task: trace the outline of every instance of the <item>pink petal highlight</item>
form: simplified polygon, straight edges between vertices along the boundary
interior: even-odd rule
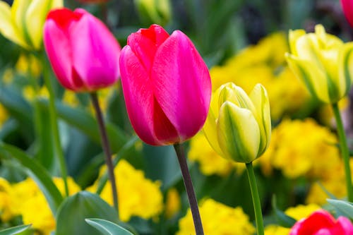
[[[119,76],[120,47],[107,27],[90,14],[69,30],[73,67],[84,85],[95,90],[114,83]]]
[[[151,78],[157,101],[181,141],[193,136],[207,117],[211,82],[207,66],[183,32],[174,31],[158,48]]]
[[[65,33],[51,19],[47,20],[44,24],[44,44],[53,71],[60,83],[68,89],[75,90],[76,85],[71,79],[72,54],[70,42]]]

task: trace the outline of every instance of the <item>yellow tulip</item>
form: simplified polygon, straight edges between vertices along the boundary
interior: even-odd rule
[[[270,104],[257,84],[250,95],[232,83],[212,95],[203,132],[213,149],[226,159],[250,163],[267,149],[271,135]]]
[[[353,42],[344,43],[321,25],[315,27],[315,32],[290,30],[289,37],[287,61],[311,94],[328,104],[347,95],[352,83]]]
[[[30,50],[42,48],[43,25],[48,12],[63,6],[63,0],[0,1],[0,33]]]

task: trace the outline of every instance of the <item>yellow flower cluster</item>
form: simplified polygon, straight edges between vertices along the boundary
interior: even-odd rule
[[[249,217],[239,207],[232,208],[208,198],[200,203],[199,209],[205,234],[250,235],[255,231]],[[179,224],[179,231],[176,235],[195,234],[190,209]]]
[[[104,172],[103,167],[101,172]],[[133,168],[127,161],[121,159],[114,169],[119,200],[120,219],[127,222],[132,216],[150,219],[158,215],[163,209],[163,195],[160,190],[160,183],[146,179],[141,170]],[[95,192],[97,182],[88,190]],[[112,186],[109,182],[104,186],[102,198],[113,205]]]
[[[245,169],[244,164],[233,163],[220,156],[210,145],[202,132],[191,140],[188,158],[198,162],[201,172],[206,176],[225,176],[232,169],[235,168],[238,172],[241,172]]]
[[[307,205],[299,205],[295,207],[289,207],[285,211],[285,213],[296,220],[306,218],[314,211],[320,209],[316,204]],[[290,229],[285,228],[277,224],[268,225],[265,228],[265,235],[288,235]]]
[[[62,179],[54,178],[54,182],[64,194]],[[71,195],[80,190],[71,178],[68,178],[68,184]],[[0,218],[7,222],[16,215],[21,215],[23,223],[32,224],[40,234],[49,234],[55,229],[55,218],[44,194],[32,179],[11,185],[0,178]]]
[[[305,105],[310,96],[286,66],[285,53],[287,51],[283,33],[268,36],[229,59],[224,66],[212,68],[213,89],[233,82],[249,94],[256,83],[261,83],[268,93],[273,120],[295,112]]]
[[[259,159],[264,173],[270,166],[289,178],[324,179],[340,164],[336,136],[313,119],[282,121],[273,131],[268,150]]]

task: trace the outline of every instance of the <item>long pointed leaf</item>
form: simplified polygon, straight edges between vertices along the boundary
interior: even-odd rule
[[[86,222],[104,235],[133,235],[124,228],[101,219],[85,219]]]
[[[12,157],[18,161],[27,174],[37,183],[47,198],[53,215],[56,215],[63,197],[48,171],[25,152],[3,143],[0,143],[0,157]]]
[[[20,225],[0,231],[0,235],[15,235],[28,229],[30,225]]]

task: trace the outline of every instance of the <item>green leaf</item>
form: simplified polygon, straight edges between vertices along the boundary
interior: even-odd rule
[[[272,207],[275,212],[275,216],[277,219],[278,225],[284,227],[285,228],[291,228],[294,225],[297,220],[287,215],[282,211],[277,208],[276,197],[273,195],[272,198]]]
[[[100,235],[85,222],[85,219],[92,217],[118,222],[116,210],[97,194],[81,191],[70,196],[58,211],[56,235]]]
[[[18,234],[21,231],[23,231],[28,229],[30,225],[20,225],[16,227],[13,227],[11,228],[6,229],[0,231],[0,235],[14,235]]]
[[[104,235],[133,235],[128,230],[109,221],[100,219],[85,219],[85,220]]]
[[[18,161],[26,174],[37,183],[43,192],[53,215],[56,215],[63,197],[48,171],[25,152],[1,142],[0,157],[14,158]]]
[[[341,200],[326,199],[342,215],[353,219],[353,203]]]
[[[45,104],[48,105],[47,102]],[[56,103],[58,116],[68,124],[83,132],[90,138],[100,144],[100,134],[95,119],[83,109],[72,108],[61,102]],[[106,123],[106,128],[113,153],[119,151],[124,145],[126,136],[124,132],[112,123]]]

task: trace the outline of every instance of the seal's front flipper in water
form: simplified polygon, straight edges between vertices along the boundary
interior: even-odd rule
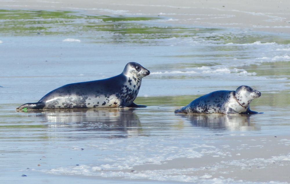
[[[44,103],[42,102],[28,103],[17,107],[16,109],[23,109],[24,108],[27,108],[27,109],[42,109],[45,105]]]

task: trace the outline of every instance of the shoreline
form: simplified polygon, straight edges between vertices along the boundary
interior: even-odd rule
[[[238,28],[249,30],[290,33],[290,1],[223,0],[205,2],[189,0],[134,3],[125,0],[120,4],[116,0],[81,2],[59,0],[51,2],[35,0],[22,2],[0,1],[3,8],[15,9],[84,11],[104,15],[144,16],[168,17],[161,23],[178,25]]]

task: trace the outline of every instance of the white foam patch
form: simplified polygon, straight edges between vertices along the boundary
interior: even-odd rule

**Your instructions**
Copy every row above word for word, leaving out the pictures.

**Response to the task**
task: trace the outline of every instance of the <item>pink petal highlight</item>
form: simplified polygon, straight edges between vertices along the boundary
interior: even-odd rule
[[[119,76],[120,47],[107,27],[90,14],[69,30],[73,67],[84,85],[95,90],[114,83]]]
[[[151,78],[157,101],[181,141],[193,136],[207,117],[211,82],[207,66],[183,32],[174,31],[158,48]]]
[[[65,33],[51,19],[47,20],[44,24],[44,44],[53,71],[60,83],[68,89],[75,90],[76,85],[71,79],[72,54],[70,42]]]

task: trace the outline of every instance of the <item>yellow tulip</item>
form: simplified polygon, straight edges between vertices along the boundary
interior: even-odd rule
[[[270,104],[257,84],[250,95],[232,83],[212,95],[203,132],[213,149],[226,159],[250,163],[267,149],[271,135]]]
[[[353,42],[344,43],[321,25],[315,27],[315,32],[290,30],[289,37],[287,61],[311,94],[328,104],[347,95],[352,83]]]
[[[30,50],[42,48],[43,25],[48,12],[63,6],[63,0],[0,1],[0,33]]]

task: trace the outline of every instance of the <item>yellow flower cluster</item>
form: simplified polygon, straight edges between vertices along the boundary
interior: even-odd rule
[[[249,217],[239,207],[232,208],[208,198],[200,203],[199,209],[205,234],[250,235],[255,231]],[[179,224],[179,231],[176,235],[195,234],[190,209]]]
[[[104,172],[103,167],[101,172]],[[133,168],[127,161],[121,159],[114,169],[119,200],[120,219],[127,222],[132,216],[150,219],[158,215],[163,209],[163,195],[160,190],[160,183],[146,179],[141,170]],[[95,192],[97,182],[88,190]],[[112,186],[109,182],[104,186],[102,198],[113,205]]]
[[[245,169],[244,164],[233,163],[220,156],[210,145],[202,132],[191,140],[188,158],[198,162],[201,172],[206,176],[225,176],[232,169],[235,168],[238,172],[241,172]]]
[[[307,205],[299,205],[295,207],[289,207],[285,211],[285,213],[296,220],[306,218],[314,211],[320,209],[316,204]],[[290,229],[285,228],[277,224],[268,225],[265,228],[265,235],[288,235]]]
[[[62,179],[54,178],[54,182],[64,194]],[[71,195],[80,190],[71,178],[68,178],[68,184]],[[0,218],[7,222],[16,215],[21,215],[23,223],[32,224],[40,234],[49,234],[55,229],[55,218],[44,194],[32,179],[11,185],[0,178]]]
[[[305,105],[310,96],[286,66],[285,53],[287,51],[283,33],[268,36],[229,59],[224,66],[212,68],[213,89],[233,82],[249,94],[256,83],[261,83],[268,93],[273,120],[295,112]]]
[[[259,159],[264,173],[270,166],[289,178],[324,179],[340,164],[336,136],[313,119],[282,121],[273,131],[268,150]]]

task: trace the outline of every instance of the <item>long pointed leaf</item>
form: simplified polygon, straight edges between vertices along the boundary
interior: even-odd rule
[[[86,222],[104,235],[133,235],[124,228],[101,219],[85,219]]]
[[[12,157],[18,161],[27,174],[37,183],[47,198],[53,215],[56,215],[63,197],[48,171],[25,152],[3,143],[0,143],[0,157]]]
[[[20,225],[0,231],[0,235],[15,235],[28,229],[30,225]]]

task: trace the outline of every instance of the <item>green leaf</item>
form: simplified polygon, straight edges between vertices along the boundary
interior: even-odd rule
[[[272,207],[275,212],[275,216],[277,219],[278,225],[284,227],[285,228],[291,228],[294,225],[297,220],[287,215],[282,211],[277,208],[276,197],[273,195],[272,198]]]
[[[100,235],[85,222],[85,219],[92,217],[118,222],[116,210],[97,194],[81,191],[70,196],[58,211],[56,235]]]
[[[18,234],[21,231],[23,231],[28,229],[30,225],[20,225],[16,227],[13,227],[11,228],[6,229],[0,231],[0,235],[14,235]]]
[[[104,235],[133,235],[128,230],[109,221],[100,219],[85,219],[85,220]]]
[[[18,161],[26,174],[37,183],[43,192],[53,215],[56,215],[63,197],[48,171],[25,152],[1,142],[0,157],[14,158]]]
[[[341,200],[326,199],[342,215],[353,219],[353,203]]]
[[[45,104],[48,105],[47,102]],[[56,103],[58,116],[68,124],[83,132],[90,138],[100,144],[100,134],[95,119],[83,109],[72,108],[61,102]],[[106,123],[106,128],[113,153],[119,151],[124,145],[126,136],[124,132],[112,123]]]

task: trace the outline of every instance of the seal's front flipper in water
form: simplified polygon, straight edges between vertices along the boundary
interior: even-odd rule
[[[44,103],[42,102],[28,103],[17,107],[16,109],[23,109],[24,108],[27,108],[27,109],[42,109],[45,105]]]

task: trace the outline of every instance of the shoreline
form: simplified polygon, straight edges between vertices along the boundary
interior: even-odd rule
[[[238,28],[249,30],[290,33],[290,1],[223,0],[205,2],[189,0],[134,3],[125,0],[120,4],[116,0],[81,2],[59,0],[51,2],[35,0],[22,2],[0,1],[3,8],[15,9],[84,11],[104,15],[144,16],[168,17],[161,23],[178,25]]]

task: trace the outline of every instance of the white foam patch
form: simplified polygon, straight edges between vertices along the boundary
interior: even-odd rule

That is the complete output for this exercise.